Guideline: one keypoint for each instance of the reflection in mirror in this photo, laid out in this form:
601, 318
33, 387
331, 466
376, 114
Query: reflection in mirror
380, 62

========================

[REQUIREMENTS]:
Please turn the lines above into a JSON list of strings, one string per line, leaving out any blank lines.

[RESPONSE TO THE EXERCISE]:
[
  "Guideline: one keypoint for each instance of the reflection in mirror in this photo, laid out in this form:",
  "601, 318",
  "33, 387",
  "331, 466",
  "376, 114",
  "Query: reflection in mirror",
  "380, 62"
]